Stored data entries:

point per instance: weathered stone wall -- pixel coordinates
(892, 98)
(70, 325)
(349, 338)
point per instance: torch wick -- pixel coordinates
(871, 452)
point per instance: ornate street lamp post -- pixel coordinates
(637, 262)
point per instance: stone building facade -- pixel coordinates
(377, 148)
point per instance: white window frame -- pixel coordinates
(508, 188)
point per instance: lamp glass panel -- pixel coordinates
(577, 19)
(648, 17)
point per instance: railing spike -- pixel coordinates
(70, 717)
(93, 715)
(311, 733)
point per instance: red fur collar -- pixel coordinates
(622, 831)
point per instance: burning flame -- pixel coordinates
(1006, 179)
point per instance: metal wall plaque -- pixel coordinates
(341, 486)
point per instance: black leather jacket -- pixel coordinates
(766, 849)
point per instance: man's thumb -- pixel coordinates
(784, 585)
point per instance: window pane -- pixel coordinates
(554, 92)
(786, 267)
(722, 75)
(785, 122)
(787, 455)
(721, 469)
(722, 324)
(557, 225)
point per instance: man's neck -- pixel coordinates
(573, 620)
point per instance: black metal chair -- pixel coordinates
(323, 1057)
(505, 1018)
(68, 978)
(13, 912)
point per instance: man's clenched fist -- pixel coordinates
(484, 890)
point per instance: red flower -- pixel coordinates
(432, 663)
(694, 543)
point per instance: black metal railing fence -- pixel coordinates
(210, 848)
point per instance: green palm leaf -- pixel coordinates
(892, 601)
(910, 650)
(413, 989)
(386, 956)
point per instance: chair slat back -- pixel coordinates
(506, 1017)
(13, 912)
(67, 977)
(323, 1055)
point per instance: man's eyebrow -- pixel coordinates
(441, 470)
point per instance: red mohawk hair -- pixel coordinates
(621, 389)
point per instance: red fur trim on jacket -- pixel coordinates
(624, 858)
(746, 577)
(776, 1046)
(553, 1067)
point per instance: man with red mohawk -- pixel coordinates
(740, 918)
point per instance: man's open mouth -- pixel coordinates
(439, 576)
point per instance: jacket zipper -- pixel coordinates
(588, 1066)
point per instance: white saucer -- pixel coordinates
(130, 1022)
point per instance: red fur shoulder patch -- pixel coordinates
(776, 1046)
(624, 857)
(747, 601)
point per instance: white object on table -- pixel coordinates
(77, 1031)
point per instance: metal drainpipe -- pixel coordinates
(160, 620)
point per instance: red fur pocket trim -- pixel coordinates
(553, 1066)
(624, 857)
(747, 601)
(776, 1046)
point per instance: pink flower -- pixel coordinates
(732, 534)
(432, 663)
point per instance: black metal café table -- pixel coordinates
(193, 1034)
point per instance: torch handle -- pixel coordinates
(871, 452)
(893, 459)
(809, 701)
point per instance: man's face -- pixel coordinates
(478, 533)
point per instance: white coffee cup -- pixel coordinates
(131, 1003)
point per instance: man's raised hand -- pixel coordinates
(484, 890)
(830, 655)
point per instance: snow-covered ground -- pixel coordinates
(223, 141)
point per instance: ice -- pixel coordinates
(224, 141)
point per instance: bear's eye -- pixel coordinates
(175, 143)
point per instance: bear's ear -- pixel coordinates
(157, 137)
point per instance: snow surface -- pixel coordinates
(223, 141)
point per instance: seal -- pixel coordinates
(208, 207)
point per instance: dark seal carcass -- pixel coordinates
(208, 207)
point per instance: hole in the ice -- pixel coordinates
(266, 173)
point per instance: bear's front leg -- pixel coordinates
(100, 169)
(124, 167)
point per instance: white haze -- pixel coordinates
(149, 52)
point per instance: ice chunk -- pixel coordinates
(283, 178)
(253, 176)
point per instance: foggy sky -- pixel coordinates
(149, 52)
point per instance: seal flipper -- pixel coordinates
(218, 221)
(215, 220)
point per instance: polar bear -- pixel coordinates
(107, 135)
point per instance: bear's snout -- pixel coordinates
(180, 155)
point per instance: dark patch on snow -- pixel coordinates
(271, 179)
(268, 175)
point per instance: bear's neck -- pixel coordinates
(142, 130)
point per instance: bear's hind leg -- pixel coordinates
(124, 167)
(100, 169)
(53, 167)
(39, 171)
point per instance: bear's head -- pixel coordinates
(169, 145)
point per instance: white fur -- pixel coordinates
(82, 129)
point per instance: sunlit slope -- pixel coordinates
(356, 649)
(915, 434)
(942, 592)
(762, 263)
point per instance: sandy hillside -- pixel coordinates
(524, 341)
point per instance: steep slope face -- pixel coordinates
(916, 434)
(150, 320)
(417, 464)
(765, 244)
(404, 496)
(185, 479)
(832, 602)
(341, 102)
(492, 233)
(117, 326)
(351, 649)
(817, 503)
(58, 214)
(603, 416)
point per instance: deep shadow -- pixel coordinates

# Task to carry out
Retype every row above without changing a single character.

# Answer to the problem
point per instance: weathered stone wall -- pixel coordinates
(892, 98)
(70, 325)
(349, 338)
point per instance: torch wick -- pixel coordinates
(871, 452)
point per instance: ornate street lamp post -- pixel coordinates
(637, 262)
point per instance: stone building facade -- pixel coordinates
(377, 148)
point per instance: white window frame -- pixel coordinates
(508, 188)
point per instance: lamp glass panel -- pixel coordinates
(577, 19)
(648, 17)
point per instance: railing spike -- pixel coordinates
(70, 717)
(93, 715)
(311, 733)
point per instance: red fur collar -- pixel coordinates
(622, 831)
point per instance: burning flame -- pixel coordinates
(1006, 179)
point per instance: metal wall plaque -- pixel coordinates
(341, 486)
point per instance: black leather jacket -- pixel coordinates
(766, 849)
point per instance: man's thumb -- pixel coordinates
(784, 585)
point per instance: window pane -- pixel coordinates
(554, 92)
(786, 267)
(722, 75)
(785, 122)
(787, 455)
(721, 469)
(722, 324)
(557, 225)
point per instance: man's neck -- pixel coordinates
(573, 620)
point per instance: black metal chair -- pixel coordinates
(323, 1057)
(505, 1018)
(68, 978)
(13, 912)
point per instance: man's clenched fist -- pixel coordinates
(484, 890)
point per instance: red flower -- pixel coordinates
(432, 663)
(694, 543)
point per instance: black metal railing fence -- pixel coordinates
(210, 848)
point per instance: green palm leaf -- pixel coordinates
(892, 601)
(910, 650)
(413, 989)
(386, 956)
point per instance: chair slat back -- pixel coordinates
(506, 1017)
(13, 912)
(67, 977)
(323, 1055)
point per instance: man's eyebrow -- pixel coordinates
(441, 470)
point per instance: red mohawk hair -- pixel coordinates
(621, 389)
point per instance: red fur trim on jacket -- pixel coordinates
(624, 858)
(746, 577)
(776, 1046)
(553, 1067)
point per instance: man with red mohawk -- pixel coordinates
(740, 918)
point per instance: man's open mouth -- pixel coordinates
(439, 576)
point per instance: jacket zipper -- pixel coordinates
(588, 1066)
point per instance: white saucer -- pixel coordinates
(130, 1022)
point per instance: red fur shoulder patch -- pixel coordinates
(776, 1046)
(624, 857)
(747, 601)
point per instance: white object on table -- pixel coordinates
(77, 1031)
point per instance: metal drainpipe -- pixel coordinates
(160, 620)
point per instance: red fur pocket trim -- pixel coordinates
(553, 1066)
(624, 857)
(747, 601)
(776, 1046)
point per instance: pink flower -- pixel coordinates
(732, 534)
(432, 663)
point per instance: black metal café table -- pixel coordinates
(193, 1034)
point per instance: torch handle -- pixel coordinates
(871, 452)
(893, 459)
(809, 701)
point per instance: man's face -- pixel coordinates
(478, 533)
point per instance: white coffee cup -- pixel coordinates
(131, 1003)
point per instance: man's raised hand -- pixel coordinates
(484, 890)
(830, 655)
point per instance: snow-covered ground -- pixel coordinates
(223, 141)
point per instance: ice -- pixel coordinates
(224, 141)
point per instance: bear's eye -- pixel coordinates
(175, 143)
point per instance: bear's ear -- pixel coordinates
(157, 137)
point per instance: snow surface -- pixel coordinates
(223, 141)
point per instance: seal -- pixel coordinates
(208, 207)
point per instance: dark seal carcass -- pixel coordinates
(208, 207)
point per instance: hole in the ice -- pixel coordinates
(266, 173)
point per instance: bear's front leg -- pixel coordinates
(100, 169)
(124, 167)
point per instance: white haze -- pixel coordinates
(149, 52)
point per instance: ice chunk -- pixel coordinates
(283, 178)
(253, 176)
point per instance: foggy sky -- pixel coordinates
(149, 52)
point per instance: seal flipper -- pixel coordinates
(218, 221)
(215, 220)
point per instance: polar bear -- pixel coordinates
(107, 135)
point per instance: bear's snout -- pixel coordinates
(180, 155)
point per instance: dark patch on snow -- pixel coordinates
(271, 179)
(268, 175)
point per instance: bear's neck -- pixel coordinates
(142, 130)
point per instance: bear's hind leg -- pixel coordinates
(124, 167)
(100, 169)
(53, 167)
(39, 171)
point per instance: bear's head -- pixel coordinates
(169, 145)
point per instance: white fur -- pixel coordinates
(82, 129)
point per instance: sunlit slope -- pixel coordinates
(356, 649)
(915, 434)
(942, 592)
(762, 263)
point per instance: sandy hillside -- pixel coordinates
(524, 341)
point per instance: steep slope face -- pixel coordinates
(916, 434)
(150, 320)
(417, 464)
(765, 244)
(404, 496)
(185, 479)
(832, 602)
(341, 102)
(492, 233)
(117, 326)
(351, 649)
(817, 503)
(58, 214)
(603, 416)
point per instance: deep shadow -- pixel coordinates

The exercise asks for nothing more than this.